* [Passage given]
Casaubon's Book

It can be hard to sort out exactly what’s happening in Japan right now, or what the status of the nuclear situation is. Euan Mearns has done everyone a great service in pulling together a summary of known and unknown and credible, intelligent speculation, while clearly indicating which is which. It is well worth a read. Consider this useful analysis by Joules Burn, quoted in the piece:

Since residual weld stresses and tensile stress in piping, valves, control tubing, etc are always present, Standard Operating Reactor water quality standards require keeping chlorides at parts per billion levels. Seawater has about 3.5% or 35 grams per liter of salinity!!!

I have no way of knowing how many days they have before a stainless steel component suddenly cracks, but, If it were me, I would be advocating an emergency program to get pure deionzied cooling water back into this stainless steel system ASAP. In laboratory tests in boiling chlorides, cracking of stainless in tensile stress can occur within days- They have at most a few months if they keep boiling sea water in this system and yet another disaster occurs. I am sure there are competent scientists in Japan’s nuclear industry and government regulators. I hope they are on top of this threat!

It can be very hard to sort out the news details, and I’m grateful to The Oil Drum for providing this kind of useful analysis!

Sharon

Comments

  1. #1 Jeffrey Toney
    March 17, 2011

    Thanks for sharing this. It is an excellent summary and helps sort out a lot of conflicting reports in the media, that are coming fast and furious.

  2. #2 daedalus2u
    March 17, 2011

    The primary consideration for such a low chloride content in the BWR water is probably not stress corrosion cracking. The BWR feed water goes through the core, so it is irradiated by neutrons. Chlorine absorbs neutrons and becomes radioactive. That is probably the primary reason for low chloride.

    The highest stressed parts of the plant are going to be the turbine blades. They are subject to both stress and fatigue from vibration. The turbines are not in use and will likely never be used again.

    Stresses in the piping are mostly due to the internal pressure. Under operating conditions, that was ~1000 psi. The pressure is much lower than that now.

    There are probably at least weeks, if not months before stress corrosion cracking would become important except in very specific circumstances. Maybe springs in relief valves? but usually springs use different alloys that are less susceptible (because they are highly stressed).

* [What to work on]
A – Condense the paragraph in the blog post that begins "I have no way of knowing" into a short bulleted list that keeps its main points.
B – Write what comes next in the blog post on Japan's nuclear situation, starting right after its last sentence.

* [Listing]
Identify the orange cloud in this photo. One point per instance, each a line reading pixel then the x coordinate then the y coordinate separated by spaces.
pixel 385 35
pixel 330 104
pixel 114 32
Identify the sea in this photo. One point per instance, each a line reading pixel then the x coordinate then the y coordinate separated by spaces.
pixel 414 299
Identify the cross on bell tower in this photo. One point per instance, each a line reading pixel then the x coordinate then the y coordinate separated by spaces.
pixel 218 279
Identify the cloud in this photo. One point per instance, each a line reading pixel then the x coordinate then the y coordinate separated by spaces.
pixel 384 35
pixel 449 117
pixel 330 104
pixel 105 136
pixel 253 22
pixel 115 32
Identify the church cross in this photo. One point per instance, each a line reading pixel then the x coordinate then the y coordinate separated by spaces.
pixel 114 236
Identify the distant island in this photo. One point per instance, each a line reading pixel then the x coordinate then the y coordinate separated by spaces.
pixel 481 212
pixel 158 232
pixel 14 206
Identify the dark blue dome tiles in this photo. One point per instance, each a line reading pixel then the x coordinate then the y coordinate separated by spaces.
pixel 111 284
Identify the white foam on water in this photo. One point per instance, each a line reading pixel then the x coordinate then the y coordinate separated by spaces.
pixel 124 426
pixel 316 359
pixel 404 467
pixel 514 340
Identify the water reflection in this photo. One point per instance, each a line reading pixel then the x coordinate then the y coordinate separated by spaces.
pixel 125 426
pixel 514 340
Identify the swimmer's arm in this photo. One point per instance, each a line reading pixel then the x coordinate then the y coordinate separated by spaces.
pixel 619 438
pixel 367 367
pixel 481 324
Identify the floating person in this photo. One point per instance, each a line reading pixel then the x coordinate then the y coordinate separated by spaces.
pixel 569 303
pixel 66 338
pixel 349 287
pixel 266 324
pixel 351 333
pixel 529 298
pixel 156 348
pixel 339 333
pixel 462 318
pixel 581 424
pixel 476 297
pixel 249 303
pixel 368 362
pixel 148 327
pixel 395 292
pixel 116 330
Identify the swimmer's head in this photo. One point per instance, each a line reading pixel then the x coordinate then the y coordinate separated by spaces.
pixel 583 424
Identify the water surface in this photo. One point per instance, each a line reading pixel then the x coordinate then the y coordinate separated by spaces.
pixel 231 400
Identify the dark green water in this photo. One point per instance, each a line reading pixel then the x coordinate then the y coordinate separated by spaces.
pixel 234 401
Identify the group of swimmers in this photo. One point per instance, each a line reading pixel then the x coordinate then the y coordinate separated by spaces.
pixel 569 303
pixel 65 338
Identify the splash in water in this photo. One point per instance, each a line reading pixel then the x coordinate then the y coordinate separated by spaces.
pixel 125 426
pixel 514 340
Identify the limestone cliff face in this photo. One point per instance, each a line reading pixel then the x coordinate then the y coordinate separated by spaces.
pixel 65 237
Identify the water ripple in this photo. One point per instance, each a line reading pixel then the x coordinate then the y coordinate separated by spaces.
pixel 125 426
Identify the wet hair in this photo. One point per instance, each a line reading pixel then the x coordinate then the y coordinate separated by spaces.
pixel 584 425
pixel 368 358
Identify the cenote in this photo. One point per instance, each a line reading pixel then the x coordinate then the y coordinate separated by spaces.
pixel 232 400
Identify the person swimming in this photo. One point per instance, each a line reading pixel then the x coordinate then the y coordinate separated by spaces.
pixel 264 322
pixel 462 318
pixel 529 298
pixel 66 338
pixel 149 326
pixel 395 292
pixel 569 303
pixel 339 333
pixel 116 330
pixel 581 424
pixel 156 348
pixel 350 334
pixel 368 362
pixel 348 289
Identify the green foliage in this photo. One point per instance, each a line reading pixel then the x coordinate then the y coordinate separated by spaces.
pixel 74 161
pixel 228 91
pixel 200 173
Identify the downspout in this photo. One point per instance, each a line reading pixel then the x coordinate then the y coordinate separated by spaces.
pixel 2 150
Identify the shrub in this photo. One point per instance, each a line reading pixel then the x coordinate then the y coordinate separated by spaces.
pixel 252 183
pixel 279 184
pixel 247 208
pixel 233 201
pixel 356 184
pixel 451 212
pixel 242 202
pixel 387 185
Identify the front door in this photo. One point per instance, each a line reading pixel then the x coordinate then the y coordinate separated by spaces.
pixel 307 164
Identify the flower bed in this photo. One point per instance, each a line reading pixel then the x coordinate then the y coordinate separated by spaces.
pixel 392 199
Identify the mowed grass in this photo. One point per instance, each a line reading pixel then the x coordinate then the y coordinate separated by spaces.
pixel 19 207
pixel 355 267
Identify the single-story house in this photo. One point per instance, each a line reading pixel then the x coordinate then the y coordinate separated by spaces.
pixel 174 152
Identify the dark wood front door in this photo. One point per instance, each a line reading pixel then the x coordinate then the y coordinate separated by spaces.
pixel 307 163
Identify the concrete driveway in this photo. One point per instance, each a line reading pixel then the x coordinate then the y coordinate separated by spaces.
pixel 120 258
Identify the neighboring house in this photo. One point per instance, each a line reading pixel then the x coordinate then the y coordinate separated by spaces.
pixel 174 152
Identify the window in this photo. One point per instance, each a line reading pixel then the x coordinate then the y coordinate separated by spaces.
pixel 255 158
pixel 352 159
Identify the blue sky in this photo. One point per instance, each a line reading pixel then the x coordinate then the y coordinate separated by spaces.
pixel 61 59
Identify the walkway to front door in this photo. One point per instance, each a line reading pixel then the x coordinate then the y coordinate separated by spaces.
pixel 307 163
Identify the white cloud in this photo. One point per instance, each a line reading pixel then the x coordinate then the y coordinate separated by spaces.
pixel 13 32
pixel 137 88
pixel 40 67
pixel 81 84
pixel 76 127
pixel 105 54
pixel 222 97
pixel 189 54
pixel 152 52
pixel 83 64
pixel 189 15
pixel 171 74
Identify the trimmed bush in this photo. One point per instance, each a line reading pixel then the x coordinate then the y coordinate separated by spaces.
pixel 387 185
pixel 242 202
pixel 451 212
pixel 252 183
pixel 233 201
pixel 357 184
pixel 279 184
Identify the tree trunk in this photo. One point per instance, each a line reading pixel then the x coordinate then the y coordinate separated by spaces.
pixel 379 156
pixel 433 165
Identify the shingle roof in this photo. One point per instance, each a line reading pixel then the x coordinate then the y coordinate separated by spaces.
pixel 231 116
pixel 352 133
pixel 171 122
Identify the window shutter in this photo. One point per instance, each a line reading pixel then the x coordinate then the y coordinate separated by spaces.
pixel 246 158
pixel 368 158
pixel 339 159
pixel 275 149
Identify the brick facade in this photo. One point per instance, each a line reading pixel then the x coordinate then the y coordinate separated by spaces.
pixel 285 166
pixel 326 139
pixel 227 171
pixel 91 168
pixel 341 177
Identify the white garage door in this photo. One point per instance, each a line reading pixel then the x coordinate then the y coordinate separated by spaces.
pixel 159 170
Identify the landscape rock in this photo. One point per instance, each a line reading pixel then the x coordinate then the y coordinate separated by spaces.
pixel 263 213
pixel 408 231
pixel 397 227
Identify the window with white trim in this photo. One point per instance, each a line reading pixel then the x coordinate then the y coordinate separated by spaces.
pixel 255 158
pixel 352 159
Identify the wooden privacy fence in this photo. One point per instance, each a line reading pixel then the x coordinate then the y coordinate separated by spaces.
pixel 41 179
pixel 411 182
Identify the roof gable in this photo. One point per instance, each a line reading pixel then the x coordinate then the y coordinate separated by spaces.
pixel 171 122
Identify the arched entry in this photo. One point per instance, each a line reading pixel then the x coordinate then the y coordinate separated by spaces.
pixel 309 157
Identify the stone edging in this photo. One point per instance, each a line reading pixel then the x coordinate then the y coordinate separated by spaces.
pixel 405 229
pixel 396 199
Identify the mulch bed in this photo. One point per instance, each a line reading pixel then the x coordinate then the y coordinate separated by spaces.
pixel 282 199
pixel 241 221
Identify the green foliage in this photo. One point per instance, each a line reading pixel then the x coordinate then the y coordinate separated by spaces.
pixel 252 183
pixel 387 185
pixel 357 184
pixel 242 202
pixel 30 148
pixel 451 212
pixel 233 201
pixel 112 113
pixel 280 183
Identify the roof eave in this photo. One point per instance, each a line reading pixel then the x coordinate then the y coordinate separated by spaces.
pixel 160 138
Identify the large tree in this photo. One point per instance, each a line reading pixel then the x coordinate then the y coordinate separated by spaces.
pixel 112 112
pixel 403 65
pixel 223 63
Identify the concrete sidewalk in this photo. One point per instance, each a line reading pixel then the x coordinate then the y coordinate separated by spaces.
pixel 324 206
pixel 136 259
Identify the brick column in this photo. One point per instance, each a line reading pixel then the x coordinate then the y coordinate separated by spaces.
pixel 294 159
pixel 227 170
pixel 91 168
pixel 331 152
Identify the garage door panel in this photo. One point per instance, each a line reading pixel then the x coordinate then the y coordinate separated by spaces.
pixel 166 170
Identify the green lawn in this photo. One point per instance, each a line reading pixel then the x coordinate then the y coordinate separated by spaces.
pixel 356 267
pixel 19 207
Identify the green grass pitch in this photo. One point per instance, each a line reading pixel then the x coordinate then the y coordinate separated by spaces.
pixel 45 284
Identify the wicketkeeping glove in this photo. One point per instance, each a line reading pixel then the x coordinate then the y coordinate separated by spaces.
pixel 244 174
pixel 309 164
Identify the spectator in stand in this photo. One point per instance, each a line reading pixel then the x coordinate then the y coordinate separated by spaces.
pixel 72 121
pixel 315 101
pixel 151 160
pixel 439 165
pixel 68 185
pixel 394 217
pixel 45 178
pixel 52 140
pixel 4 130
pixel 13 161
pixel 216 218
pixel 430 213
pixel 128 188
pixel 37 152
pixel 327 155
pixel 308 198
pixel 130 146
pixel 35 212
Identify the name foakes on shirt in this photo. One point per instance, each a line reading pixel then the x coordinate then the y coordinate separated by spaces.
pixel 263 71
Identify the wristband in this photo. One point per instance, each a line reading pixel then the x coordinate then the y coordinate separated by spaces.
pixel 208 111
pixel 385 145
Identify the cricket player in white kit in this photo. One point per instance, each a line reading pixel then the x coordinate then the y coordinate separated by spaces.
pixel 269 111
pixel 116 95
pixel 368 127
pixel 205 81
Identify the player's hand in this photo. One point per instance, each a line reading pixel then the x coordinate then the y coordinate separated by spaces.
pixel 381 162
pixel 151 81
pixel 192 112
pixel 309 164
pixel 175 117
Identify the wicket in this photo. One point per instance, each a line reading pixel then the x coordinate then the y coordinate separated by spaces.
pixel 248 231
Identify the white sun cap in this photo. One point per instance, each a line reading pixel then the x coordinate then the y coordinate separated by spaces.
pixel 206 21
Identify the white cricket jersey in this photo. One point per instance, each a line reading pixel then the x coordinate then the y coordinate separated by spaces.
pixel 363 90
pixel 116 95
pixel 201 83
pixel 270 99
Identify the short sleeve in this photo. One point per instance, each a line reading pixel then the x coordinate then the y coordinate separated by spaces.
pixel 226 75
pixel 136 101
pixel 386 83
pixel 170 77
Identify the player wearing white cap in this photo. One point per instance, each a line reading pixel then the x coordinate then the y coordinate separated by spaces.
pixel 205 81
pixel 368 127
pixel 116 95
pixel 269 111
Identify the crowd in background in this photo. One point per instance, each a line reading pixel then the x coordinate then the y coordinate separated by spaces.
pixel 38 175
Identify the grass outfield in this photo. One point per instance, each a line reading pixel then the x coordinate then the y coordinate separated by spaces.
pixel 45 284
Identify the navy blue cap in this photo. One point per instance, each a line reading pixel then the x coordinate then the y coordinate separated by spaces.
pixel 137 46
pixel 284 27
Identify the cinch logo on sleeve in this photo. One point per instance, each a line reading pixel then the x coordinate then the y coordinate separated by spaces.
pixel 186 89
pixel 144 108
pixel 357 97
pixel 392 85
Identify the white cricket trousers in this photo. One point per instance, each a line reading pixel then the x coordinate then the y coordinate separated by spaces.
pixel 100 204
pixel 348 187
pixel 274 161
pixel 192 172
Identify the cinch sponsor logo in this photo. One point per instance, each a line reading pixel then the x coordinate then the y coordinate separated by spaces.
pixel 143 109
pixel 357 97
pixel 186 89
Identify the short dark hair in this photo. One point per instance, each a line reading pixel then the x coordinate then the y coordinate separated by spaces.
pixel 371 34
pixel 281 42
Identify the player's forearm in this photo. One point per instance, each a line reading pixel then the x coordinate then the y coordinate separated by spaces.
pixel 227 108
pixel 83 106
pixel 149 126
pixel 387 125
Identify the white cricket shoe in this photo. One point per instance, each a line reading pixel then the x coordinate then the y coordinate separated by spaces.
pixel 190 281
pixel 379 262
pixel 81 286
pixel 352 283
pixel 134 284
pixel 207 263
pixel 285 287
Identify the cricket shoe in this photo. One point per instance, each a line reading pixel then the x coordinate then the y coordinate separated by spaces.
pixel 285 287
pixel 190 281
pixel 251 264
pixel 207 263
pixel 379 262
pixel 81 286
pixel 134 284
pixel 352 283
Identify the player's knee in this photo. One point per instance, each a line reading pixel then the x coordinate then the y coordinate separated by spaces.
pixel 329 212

* [Task responses]
A –
- It is unknown how many days remain before a stainless steel component suddenly cracks.
- The writer would push for an emergency program to get pure deionized cooling water back into the stainless steel system as soon as possible.
- In laboratory tests in boiling chlorides, stainless steel under tensile stress can crack within days.
- If seawater keeps boiling in the system, there are at most a few months before yet another disaster.
- Japan's nuclear industry and government regulators have competent scientists, and the writer hopes they are on top of this threat.

B –
  3. #3 aspiringlady
    March 17, 2011

    Sharon, I have respected your opinion for years on preparing for bad times. There is a lot of talk online about the jet stream bringing nuclear fallout to the US. What is your take on this? What can we do to prepare, and what can we do to prepare our livestock? I would really like to know what you think of the risks of this nuclear fallout. How much do I need to be worrying and what can I do? You always look into the real science of issues and I would like to know what you recommend.

  4. #4 Sarah in Huntsville
    March 17, 2011

    If it were me, I would be advocating an emergency program to get pure deionzied cooling water back into this stainless steel system ASAP.

    Gosh, WHY haven’t those well-trained, professional emergency crews thought of THAT? I’m sure they’re just using seawater because it’s pretty and green, and not because there’s been an epic natural disaster that’s eliminated their ability to provide said pure, deionized cooling water.

  5. #5 Christian
    March 17, 2011

    Today, the German EPA has published a very detailed analysis of the situation in Fukushima: http://www.bmu.de/atomenergie_sicherheit/doc/47088.php Unfortunately, as of now there is only a German version of this report.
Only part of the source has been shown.